§ **SUPPLIED PASSAGE**:
-*-

# silliness of the day 3/31/2012



## Greg Elmassian (Jan 3, 2008)

I thought I would post some stuff I saw that was pretty silly (but with the point of education) every so often, sort of like Stan's thought of the day.

No, I won't be sure to do it every day, I'm not retired!

So one thing that seems really silly lately: the news and other fluff surrounding the lottery.

If you look at the odds, the worst time to play the lottery is when the pot gets huge... because there are more people in the pool... your chances have gone down dramatically when there are so many people buying tickets.

But even sillier is some of the news shows, this morning there was a spot on how to manage the money you win. All this time for only one person in the entire US? And you think that person is listening?

Many of the people who win a lot squander it, or have "advisors" that rip them off.

Yeah, I let my wife buy a few, but there were reports of people spending hundreds of dollars several times.

Go buy insurance against being hit by lightning, you have a better chance of collecting, and if you don't get hit today, there's always tomorrow!

Greg


----------



## saintyohann (Jan 2, 2008)

What do you mean by:


your chances have gone down dramatically when there are so many people buying tickets.



It seems to me, you have the winning numbers or you don't, the odds never change.

@import url(http://www.mylargescale.com/Provide...ad.ashx?type=style&file=SyntaxHighlighter.css);@import url(/providers/htmleditorproviders/cehtmleditorprovider/dnngeneral.css);


----------



## Semper Vaporo (Jan 2, 2008)

Your chances of wining the whole pot go down when more people play. More chances that someone will pick the same numbers and you will have to share with them.

Actually, your chances of being killed in an auto accident on the way to buy your Lottery ticket is greater than the odds you will win.

Personally, I decided that I should not buy a lottery ticket at this time. I feel like it is important to be fair to my fellow human beans and since I have never lost the lottery it would be patently unfair to everybody for me to play.

I wonder how many people recognize that the lottery has turned this nation into just a bunch of "losers"?


"If you didn't WIN, then you are a LOSER!"


----------



## Greg Elmassian (Jan 3, 2008)

Yes, when you look into it, it's almost like reverse logic, the more people think they should get "in" the worse the odds for them. 

The newspeople just feed the hype... 

You know the lottery board is NOT a non-profit organization! 

Greg


----------



## Stan Cedarleaf (Jan 2, 2008)

Greg.... I would certainly agree that there is some really silly stuff going on out in the big world....









I would agree that the Mega Bucks lottery is top of the list right now... It's reported that a winning tikcet was sold somewhere in Kansas. 

Maybe they'll open up a large scale train store...









Thanks for the smile...


----------



## Greg Elmassian (Jan 3, 2008)

Yep, sometimes we need to look and laugh at things... hopefully I can find some "universally silly" stuff that avoids religion, politics, and will put a smile on people's faces...

-*-

[Rows from a dataset]
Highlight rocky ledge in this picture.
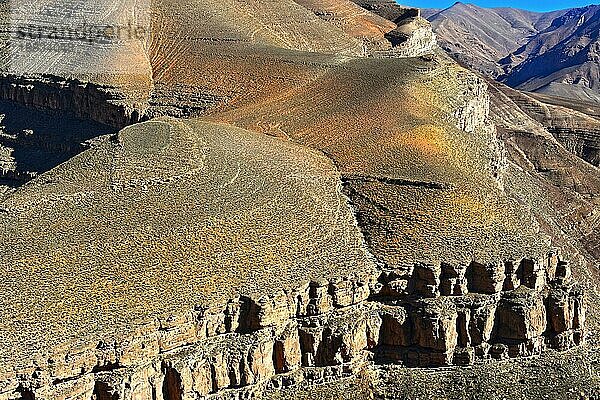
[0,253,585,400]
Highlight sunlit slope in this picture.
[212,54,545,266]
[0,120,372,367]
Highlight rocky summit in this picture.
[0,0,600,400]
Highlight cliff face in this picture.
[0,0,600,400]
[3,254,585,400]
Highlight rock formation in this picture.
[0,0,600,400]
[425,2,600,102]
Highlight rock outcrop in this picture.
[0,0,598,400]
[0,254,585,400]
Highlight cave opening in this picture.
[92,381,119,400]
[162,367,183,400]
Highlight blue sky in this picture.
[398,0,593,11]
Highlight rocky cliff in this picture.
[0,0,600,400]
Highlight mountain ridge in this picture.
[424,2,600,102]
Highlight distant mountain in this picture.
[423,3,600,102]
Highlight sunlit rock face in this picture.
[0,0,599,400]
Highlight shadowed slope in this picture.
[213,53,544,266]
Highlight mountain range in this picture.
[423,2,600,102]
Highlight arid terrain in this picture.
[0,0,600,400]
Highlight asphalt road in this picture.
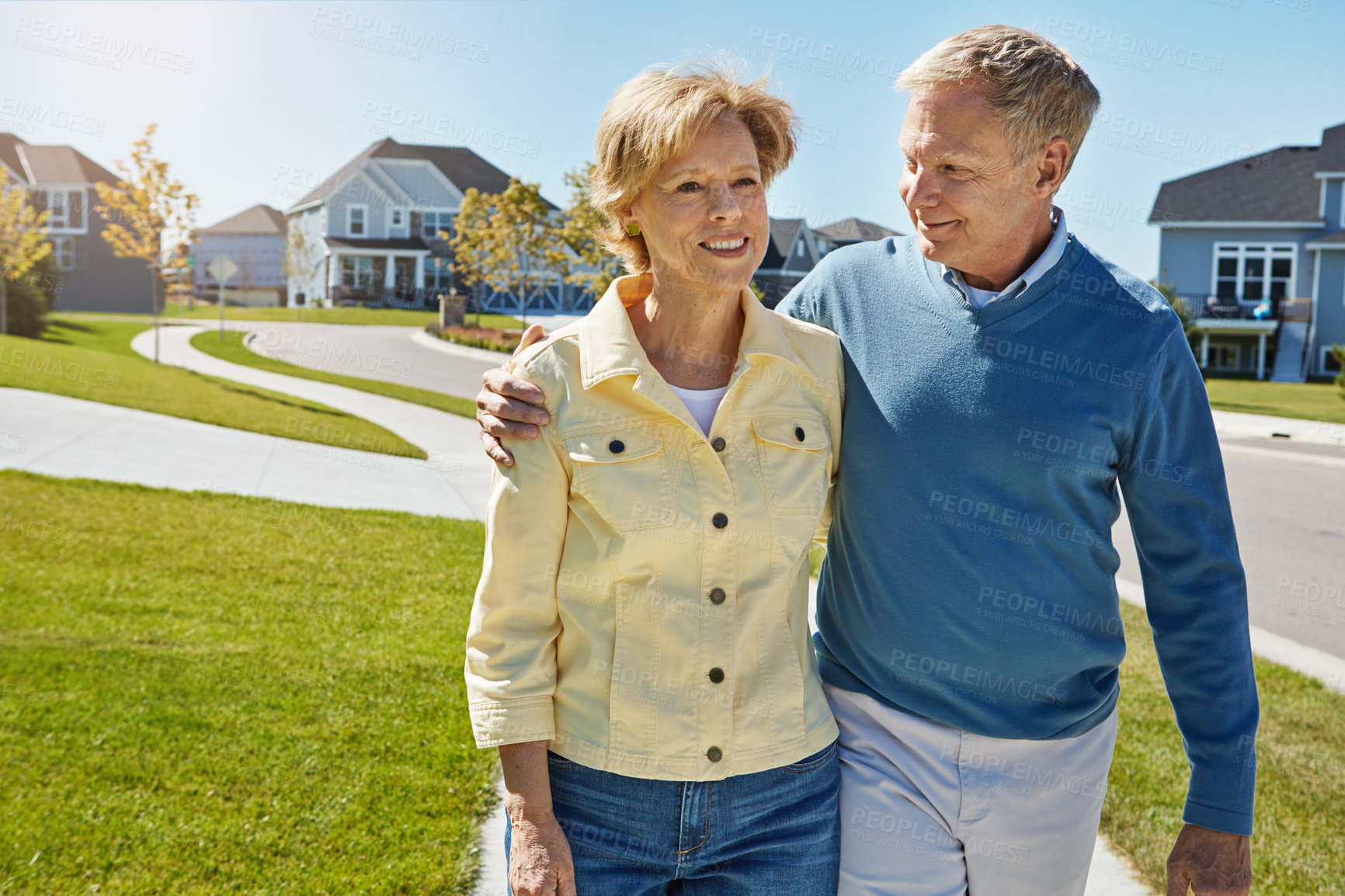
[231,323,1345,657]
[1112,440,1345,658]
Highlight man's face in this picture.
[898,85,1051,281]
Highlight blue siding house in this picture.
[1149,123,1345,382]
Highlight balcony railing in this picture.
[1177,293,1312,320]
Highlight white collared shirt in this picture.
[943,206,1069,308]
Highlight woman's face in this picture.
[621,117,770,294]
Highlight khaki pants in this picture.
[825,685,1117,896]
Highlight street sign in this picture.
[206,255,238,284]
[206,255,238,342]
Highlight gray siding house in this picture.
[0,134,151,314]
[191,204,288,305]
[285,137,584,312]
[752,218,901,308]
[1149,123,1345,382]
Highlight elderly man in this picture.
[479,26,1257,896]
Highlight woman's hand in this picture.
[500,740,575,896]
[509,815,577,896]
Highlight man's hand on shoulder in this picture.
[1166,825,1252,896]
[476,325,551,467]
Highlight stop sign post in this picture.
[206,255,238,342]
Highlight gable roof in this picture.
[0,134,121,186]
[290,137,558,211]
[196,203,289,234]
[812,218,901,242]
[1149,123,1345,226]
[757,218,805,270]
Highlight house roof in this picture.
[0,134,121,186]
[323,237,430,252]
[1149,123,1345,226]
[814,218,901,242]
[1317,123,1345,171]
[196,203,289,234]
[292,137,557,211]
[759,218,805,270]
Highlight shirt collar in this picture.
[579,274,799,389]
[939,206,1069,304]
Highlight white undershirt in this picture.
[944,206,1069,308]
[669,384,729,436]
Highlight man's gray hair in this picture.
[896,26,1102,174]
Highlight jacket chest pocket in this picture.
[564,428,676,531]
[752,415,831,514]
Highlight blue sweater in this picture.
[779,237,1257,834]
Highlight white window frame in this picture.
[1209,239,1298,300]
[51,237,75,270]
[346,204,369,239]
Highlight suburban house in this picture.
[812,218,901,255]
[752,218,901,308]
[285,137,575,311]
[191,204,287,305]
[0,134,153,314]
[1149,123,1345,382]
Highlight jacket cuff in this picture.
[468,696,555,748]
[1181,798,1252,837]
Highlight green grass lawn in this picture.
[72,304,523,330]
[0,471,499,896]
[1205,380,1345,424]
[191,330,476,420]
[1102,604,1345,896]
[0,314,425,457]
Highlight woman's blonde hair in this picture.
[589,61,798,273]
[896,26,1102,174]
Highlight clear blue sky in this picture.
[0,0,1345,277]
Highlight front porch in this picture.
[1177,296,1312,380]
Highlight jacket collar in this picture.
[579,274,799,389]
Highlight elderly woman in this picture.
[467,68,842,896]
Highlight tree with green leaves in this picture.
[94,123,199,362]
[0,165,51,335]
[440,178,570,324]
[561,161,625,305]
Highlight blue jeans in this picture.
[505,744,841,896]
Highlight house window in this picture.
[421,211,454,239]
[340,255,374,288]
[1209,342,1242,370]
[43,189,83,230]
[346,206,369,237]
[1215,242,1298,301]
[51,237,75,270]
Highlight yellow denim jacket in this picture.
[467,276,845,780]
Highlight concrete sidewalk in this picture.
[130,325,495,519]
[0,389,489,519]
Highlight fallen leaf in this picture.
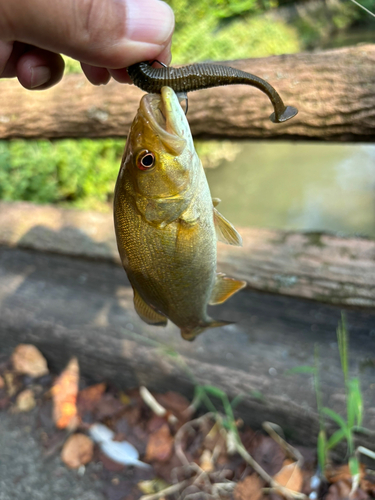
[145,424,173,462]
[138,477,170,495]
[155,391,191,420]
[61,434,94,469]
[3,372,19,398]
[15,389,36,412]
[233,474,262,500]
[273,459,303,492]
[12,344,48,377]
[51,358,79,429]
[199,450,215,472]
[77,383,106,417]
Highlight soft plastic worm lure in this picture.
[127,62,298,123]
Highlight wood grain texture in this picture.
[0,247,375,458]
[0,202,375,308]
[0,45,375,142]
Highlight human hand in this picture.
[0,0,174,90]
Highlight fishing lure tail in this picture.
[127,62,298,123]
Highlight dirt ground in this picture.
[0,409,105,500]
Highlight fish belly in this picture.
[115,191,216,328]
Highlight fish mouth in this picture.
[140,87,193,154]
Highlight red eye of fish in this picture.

-*-

§ **EXERCISE SET**:
[a] Arrange the records from the line with "Highlight house window in this picture." to the line with "[0,409,105,500]" as a numbered list, omitting blank lines and leaving out the pictures.
[b] Pick up the lottery thread where it stops and write its continuation.
The lottery thread and the records were drawn from unrelated sources.

§ **PER-TASK OUTPUTS**:
[a]
1. Highlight house window in this picture.
2. [421,211,454,239]
3. [340,255,374,288]
4. [1209,342,1242,370]
5. [43,189,83,230]
6. [346,206,369,237]
7. [1215,242,1298,301]
8. [51,237,75,270]
9. Highlight yellow denim jacket in this picture.
10. [467,276,845,780]
11. Highlight concrete sidewalk in this picture.
12. [130,325,495,519]
13. [0,389,489,519]
14. Highlight fallen leaf in this picture.
15. [145,424,173,462]
16. [138,477,170,495]
17. [155,391,191,420]
18. [61,434,94,469]
19. [3,372,19,398]
20. [15,389,36,412]
21. [233,474,262,500]
22. [273,459,303,492]
23. [12,344,48,377]
24. [51,358,79,429]
25. [199,450,215,472]
26. [77,383,106,417]
27. Highlight soft plastic worm lure in this picture.
28. [127,62,298,123]
29. Highlight wood grain texture in this picture.
30. [0,247,375,458]
31. [0,202,375,308]
32. [0,45,375,142]
33. Highlight human hand in this picture.
34. [0,0,174,90]
35. Highlight fishing lure tail in this picture.
36. [127,62,298,123]
37. Highlight dirt ground in this picture.
38. [0,409,105,500]

[b]
Regards, Greg


----------



## Santafe 2343 (Jan 2, 2008)

* In all Gambling you always have a 50/50 chance. You either will or won't win!*


----------



## Pete Thornton (Jan 2, 2008)

Posted By saintyohann on 31 Mar 2012 11:11 AM 
What do you mean by:


your chances have gone down dramatically when there are so many people buying tickets.



It seems to me, you have the winning numbers or you don't, the odds never change.

@import url(http://www.mylargescale.com/Provide...ad.ashx?type=style&file=SyntaxHighlighter.css);@import url(/providers/htmleditorproviders/cehtmleditorprovider/dnngeneral.css); 

Saintyohann (? interesting name)

You need to get out your math text book and look up "odds".

For this megamillions-type of deal, there are two sets of odds - i.e. the chance you will win. One is the combinations, the other is the number of people who might guess the same number, which isn't really relevant. I may be wrong, but your odds don't go down just because more people buy tickets - there's just a greater chance they might buy the same as you.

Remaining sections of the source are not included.